Reproduce only the part of the data that opens with the line containing "Thanks for the photo. Could you please mark the white snow" and runs through the end of the data, keeping the requests unchanged. Multiply each coordinate in the answers by 1.1, rounding to whole numbers with halves going up.

══ DATA SHOWN

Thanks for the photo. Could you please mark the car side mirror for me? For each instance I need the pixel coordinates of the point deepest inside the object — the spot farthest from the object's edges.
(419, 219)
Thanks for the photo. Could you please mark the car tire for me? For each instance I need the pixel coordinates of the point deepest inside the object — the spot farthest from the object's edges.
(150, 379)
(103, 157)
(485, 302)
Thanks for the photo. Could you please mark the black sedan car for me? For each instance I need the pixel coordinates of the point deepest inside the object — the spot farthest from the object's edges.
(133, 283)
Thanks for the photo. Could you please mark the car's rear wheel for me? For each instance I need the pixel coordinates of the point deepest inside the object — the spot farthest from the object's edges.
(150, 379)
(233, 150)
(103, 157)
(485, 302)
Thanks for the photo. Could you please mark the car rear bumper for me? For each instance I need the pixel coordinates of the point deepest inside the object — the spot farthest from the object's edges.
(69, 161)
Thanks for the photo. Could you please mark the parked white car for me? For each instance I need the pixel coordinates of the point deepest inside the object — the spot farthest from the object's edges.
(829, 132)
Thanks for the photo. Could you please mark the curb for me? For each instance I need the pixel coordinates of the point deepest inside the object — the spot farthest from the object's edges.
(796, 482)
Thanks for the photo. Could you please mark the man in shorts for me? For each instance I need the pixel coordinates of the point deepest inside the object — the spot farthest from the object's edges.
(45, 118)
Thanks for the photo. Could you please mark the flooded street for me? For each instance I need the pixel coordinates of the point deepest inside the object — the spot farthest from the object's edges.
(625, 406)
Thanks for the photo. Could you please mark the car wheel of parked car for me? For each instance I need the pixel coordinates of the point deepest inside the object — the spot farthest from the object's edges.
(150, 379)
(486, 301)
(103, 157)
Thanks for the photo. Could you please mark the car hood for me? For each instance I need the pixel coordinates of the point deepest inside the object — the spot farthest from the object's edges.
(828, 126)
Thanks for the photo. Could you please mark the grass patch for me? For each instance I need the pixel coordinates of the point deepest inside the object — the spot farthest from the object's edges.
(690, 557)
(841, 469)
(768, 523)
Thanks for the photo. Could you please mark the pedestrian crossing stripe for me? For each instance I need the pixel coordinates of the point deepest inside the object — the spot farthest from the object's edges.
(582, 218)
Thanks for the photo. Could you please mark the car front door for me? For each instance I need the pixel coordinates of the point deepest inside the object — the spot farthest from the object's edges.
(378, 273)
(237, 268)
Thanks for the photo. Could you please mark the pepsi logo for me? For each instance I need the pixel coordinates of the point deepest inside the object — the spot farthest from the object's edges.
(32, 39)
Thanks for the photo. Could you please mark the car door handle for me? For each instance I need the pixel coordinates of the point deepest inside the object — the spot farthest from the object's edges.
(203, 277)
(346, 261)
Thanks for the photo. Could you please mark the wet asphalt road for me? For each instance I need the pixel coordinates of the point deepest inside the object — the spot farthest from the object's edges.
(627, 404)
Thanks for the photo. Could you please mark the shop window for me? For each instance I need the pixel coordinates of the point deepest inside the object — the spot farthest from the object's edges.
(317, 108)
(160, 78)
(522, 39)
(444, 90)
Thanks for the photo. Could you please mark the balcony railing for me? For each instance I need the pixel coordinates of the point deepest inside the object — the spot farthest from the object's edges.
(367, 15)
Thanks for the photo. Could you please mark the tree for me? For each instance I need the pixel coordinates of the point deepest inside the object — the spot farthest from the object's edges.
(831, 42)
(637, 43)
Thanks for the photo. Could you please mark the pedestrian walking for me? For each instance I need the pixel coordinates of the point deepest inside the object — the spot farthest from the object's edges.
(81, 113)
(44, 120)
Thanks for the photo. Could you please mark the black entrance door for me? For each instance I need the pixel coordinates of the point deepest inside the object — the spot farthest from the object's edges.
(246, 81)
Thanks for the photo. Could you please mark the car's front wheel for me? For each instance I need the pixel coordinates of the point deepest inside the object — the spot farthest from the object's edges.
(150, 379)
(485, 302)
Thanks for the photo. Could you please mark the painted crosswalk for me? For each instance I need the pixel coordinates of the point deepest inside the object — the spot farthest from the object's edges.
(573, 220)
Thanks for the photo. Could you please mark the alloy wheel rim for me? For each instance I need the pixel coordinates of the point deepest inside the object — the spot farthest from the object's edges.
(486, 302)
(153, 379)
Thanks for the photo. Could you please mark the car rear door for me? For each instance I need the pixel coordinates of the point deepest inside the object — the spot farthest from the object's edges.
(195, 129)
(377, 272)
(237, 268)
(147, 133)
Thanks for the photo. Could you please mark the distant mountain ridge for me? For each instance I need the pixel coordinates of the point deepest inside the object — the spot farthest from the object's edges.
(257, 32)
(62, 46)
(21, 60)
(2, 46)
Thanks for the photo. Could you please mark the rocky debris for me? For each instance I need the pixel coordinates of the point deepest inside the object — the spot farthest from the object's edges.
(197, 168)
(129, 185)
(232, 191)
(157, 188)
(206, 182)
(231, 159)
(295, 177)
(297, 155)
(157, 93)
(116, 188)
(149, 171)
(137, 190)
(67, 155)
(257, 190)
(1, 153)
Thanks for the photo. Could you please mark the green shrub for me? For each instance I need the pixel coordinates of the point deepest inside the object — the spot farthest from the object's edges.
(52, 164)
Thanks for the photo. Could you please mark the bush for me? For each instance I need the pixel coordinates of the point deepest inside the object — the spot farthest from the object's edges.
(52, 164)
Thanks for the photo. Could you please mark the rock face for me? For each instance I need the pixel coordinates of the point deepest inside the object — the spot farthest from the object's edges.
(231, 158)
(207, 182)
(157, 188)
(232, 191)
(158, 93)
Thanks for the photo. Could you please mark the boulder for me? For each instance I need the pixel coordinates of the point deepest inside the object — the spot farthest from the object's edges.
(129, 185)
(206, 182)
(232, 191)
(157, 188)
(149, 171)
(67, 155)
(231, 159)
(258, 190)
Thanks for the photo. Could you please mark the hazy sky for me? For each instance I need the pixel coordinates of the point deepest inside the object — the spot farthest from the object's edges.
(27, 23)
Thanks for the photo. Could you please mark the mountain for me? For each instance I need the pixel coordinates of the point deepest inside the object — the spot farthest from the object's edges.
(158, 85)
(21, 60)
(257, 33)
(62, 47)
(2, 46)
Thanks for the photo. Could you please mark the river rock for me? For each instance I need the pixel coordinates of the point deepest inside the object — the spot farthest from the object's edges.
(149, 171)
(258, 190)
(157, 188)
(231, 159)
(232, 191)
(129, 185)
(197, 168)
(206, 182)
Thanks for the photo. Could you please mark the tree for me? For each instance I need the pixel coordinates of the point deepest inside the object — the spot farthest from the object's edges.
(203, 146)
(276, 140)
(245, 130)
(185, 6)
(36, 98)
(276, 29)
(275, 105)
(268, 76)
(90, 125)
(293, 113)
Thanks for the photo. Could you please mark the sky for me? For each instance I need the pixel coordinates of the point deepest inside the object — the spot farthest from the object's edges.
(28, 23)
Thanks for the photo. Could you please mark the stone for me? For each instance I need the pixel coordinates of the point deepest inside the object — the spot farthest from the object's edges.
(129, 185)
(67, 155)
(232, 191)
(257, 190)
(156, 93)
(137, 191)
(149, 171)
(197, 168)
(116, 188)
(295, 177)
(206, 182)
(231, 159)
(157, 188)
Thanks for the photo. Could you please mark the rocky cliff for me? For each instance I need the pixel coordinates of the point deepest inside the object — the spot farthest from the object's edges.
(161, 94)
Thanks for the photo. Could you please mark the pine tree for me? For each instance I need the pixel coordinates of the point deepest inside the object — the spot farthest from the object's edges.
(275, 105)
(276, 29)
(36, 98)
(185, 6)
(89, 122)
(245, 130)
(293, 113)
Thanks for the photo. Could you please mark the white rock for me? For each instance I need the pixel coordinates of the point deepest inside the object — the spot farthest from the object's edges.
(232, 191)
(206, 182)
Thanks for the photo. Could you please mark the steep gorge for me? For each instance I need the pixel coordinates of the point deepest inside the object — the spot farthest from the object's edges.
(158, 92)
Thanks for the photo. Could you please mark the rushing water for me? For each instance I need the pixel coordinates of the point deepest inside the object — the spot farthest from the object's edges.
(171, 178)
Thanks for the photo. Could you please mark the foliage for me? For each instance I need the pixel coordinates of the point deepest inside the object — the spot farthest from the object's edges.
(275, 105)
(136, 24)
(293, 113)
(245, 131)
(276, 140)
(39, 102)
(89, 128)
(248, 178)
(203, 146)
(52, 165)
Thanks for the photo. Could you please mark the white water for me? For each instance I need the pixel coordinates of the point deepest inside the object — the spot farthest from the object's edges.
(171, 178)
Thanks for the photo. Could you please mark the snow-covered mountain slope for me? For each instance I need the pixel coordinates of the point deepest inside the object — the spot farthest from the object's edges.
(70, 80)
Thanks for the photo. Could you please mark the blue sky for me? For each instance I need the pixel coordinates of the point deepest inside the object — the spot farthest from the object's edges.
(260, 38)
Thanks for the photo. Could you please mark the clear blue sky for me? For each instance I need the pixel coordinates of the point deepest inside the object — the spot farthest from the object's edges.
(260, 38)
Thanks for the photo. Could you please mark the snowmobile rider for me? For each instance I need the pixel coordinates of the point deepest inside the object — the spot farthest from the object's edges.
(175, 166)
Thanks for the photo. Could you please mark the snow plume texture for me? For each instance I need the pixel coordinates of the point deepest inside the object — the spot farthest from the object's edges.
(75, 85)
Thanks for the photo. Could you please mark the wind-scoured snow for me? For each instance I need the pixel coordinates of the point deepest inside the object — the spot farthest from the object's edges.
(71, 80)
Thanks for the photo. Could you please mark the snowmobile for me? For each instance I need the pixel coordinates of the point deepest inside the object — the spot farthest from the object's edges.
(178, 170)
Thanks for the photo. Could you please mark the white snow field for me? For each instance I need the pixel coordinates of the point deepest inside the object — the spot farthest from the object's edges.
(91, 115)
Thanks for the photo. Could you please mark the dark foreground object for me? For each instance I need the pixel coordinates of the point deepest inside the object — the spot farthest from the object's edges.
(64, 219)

════

● EXERCISE RESULT:
Thanks for the photo. Could you please mark the white snow field for me? For each instance I need the pixel coordinates of the point deepest inside the object — the spot farthest from the object's edges.
(100, 127)
Thanks for the photo. Could you please mark the dark foreground object for me? For each instance I need the pixel coordinates of the point deepest inside the object — the spot farthest from the object's edges.
(70, 241)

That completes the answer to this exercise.